▶ Work to do
Count the lines in the entries below that contain the string "paper", treating uppercase and lowercase as distinct. Reply with the count alone.

▶ Records

———

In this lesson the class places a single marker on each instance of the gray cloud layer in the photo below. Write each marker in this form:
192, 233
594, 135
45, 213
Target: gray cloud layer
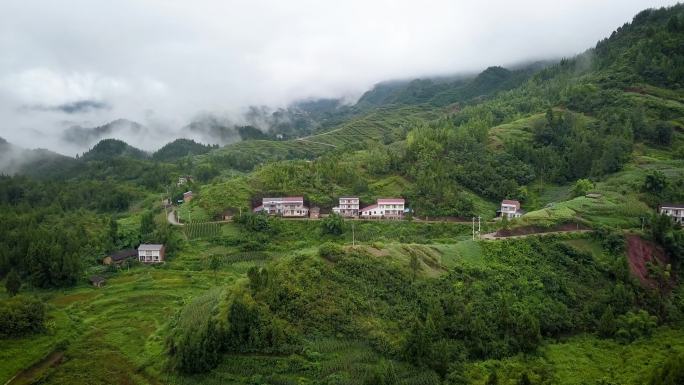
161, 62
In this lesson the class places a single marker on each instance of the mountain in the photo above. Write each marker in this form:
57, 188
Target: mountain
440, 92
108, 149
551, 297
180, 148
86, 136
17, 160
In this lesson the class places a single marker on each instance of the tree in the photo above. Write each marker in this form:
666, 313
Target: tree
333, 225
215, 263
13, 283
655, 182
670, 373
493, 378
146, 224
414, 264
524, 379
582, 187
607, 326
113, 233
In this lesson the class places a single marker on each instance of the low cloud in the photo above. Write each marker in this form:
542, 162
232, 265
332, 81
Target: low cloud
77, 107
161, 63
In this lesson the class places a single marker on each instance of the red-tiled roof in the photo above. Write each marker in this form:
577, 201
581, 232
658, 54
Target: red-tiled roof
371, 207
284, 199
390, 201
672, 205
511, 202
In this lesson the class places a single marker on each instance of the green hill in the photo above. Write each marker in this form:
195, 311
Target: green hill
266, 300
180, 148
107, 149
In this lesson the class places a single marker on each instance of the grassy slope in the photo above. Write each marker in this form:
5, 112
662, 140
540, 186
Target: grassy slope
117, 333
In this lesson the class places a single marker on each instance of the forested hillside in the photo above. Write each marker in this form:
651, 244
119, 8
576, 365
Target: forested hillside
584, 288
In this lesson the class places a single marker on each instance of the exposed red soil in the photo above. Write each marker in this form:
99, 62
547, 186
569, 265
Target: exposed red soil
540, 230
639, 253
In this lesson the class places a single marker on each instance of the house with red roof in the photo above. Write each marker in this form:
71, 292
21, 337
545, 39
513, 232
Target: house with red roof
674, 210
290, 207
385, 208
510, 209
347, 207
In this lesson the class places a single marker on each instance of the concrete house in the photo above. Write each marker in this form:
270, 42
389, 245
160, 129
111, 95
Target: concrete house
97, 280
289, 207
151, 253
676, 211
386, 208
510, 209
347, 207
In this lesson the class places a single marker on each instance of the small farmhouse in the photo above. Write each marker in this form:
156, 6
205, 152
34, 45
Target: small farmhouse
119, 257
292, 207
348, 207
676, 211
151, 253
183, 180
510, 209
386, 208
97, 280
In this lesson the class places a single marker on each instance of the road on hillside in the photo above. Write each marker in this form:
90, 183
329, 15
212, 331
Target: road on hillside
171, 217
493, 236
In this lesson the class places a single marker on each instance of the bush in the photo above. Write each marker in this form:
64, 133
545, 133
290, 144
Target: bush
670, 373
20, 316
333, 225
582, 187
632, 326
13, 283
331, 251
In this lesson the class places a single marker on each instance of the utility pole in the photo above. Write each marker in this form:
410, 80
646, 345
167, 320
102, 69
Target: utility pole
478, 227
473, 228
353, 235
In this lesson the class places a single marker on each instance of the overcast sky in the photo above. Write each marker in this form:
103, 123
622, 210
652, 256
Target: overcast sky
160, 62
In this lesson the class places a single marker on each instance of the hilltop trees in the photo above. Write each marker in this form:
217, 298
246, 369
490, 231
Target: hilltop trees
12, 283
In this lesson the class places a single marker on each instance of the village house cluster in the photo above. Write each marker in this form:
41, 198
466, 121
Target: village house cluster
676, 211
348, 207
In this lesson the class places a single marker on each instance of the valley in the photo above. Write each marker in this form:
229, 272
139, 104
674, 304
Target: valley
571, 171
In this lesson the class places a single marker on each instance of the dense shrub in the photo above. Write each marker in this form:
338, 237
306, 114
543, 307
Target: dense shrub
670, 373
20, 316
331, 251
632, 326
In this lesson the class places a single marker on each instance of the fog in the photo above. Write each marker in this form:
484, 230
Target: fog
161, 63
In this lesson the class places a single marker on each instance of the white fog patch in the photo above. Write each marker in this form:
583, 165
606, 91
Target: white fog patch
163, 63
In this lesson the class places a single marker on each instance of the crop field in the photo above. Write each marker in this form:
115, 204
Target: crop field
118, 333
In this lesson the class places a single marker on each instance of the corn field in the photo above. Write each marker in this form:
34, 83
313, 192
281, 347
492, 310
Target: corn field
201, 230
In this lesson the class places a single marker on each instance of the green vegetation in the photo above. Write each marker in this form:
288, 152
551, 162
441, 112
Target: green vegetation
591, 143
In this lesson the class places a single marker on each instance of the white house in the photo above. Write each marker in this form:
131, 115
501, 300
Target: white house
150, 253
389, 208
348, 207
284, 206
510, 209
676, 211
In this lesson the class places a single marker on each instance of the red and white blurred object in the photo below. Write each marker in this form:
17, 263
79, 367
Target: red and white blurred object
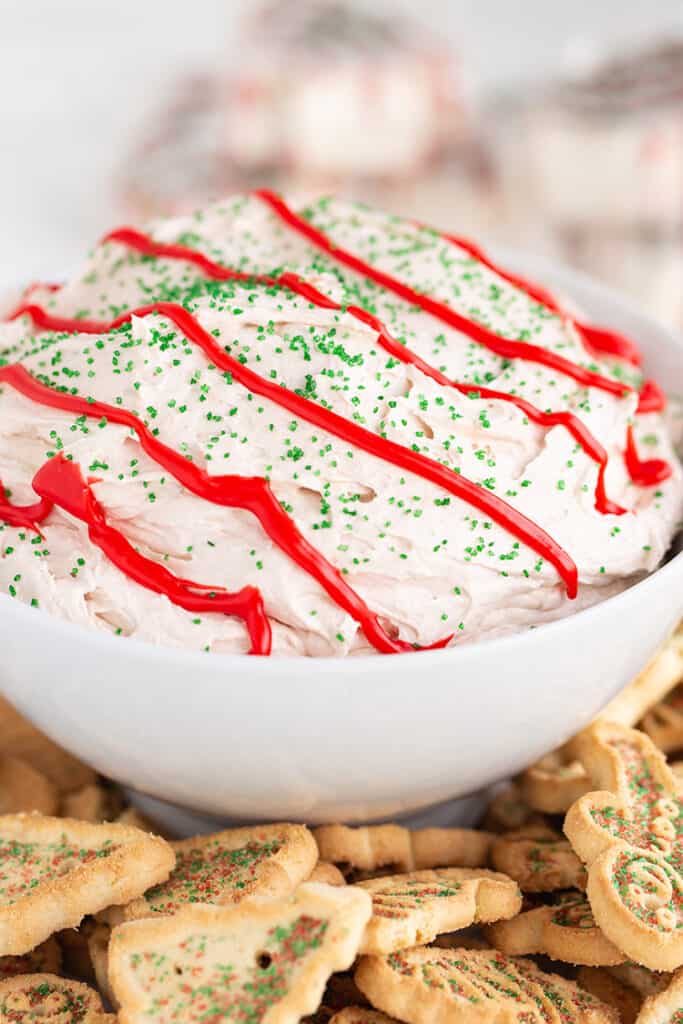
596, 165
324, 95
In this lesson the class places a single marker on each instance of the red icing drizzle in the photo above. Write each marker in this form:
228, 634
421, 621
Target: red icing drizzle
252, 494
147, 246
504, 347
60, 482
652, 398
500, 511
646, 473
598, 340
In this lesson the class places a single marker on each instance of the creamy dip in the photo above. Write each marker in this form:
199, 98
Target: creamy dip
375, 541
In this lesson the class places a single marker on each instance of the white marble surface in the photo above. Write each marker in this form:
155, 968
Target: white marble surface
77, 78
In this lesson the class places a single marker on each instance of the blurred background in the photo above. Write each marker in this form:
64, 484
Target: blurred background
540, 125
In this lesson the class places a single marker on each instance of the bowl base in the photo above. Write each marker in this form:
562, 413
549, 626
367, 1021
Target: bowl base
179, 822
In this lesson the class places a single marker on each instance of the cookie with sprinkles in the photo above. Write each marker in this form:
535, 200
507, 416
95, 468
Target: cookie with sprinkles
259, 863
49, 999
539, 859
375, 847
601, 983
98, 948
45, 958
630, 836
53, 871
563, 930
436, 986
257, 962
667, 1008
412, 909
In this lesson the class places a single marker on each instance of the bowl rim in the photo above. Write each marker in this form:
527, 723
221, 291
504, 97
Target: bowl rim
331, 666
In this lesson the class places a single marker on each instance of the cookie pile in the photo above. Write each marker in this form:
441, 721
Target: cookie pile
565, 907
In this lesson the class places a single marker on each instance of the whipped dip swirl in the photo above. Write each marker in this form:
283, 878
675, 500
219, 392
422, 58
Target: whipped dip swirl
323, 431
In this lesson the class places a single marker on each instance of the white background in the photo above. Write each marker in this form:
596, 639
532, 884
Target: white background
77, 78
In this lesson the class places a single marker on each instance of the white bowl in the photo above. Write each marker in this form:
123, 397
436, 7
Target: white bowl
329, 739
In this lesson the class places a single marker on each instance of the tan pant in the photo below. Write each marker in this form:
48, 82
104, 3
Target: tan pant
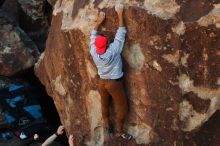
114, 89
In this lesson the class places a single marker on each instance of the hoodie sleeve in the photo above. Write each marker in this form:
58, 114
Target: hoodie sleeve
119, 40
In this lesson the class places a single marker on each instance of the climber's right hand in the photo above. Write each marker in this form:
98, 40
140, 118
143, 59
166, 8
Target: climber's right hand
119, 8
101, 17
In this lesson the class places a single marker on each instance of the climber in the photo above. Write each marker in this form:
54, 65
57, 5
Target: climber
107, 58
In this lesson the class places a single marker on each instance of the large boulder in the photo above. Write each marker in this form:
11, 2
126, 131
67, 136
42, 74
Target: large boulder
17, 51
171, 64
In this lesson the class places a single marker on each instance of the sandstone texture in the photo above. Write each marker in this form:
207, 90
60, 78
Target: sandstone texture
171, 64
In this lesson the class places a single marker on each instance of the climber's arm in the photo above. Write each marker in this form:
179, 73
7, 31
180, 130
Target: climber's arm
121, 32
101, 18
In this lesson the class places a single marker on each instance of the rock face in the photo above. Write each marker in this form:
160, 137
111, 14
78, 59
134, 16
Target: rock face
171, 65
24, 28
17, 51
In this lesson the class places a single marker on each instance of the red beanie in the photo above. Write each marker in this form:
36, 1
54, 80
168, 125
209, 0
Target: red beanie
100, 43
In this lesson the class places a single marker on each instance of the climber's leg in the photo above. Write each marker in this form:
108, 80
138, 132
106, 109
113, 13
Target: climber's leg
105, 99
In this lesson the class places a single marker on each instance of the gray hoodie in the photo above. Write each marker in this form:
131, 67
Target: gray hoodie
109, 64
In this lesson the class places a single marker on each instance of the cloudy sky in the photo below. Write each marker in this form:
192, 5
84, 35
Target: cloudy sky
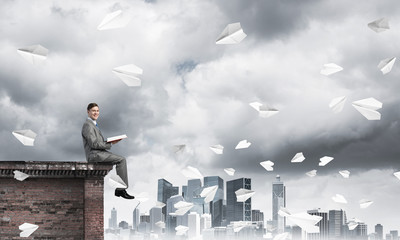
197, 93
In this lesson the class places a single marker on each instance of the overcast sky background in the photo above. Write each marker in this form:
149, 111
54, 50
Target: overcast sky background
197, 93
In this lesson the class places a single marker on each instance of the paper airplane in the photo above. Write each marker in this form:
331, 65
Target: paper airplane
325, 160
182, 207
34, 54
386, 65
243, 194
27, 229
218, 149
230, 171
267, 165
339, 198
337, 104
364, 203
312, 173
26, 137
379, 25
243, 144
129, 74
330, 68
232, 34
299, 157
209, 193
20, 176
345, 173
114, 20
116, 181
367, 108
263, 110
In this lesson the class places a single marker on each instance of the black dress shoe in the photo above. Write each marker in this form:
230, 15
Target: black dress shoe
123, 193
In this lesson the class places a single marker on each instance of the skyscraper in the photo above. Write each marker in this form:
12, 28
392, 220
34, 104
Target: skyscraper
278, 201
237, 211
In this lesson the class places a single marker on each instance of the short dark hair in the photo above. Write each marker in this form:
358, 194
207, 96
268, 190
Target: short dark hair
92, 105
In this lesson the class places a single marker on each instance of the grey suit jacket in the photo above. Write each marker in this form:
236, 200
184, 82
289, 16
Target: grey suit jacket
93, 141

———

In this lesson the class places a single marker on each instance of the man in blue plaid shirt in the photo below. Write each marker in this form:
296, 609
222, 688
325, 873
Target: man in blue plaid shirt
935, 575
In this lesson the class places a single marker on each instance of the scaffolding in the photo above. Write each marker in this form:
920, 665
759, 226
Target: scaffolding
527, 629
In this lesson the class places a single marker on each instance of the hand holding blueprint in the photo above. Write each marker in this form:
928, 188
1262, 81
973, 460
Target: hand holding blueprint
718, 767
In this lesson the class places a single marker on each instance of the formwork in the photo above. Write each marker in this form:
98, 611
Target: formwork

———

▶ Finished exercise
2